◆ **Given data**:
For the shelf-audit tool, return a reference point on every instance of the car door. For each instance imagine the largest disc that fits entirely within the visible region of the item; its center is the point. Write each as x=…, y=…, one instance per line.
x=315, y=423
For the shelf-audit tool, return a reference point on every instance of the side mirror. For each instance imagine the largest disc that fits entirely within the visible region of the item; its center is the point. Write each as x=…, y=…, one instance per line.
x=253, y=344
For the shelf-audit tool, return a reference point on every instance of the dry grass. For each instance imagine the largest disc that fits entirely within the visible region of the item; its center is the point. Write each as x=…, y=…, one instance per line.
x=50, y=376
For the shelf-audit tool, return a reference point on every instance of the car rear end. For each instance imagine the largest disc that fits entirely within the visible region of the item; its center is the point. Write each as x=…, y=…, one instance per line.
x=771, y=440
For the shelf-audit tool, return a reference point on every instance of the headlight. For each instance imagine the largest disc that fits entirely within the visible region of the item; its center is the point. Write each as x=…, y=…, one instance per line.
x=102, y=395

◆ **Exercise**:
Copy everything from the start of the records down to and including the line that contains "x=315, y=423", keeping each line unchanged.

◆ **Exercise response**:
For the shelf-audit tool, return a reference point on every instance of the car door. For each instance imagine the largest disc that fits entirely within the visible region of the item; its center is the point. Write each as x=…, y=…, one instance per line.
x=315, y=423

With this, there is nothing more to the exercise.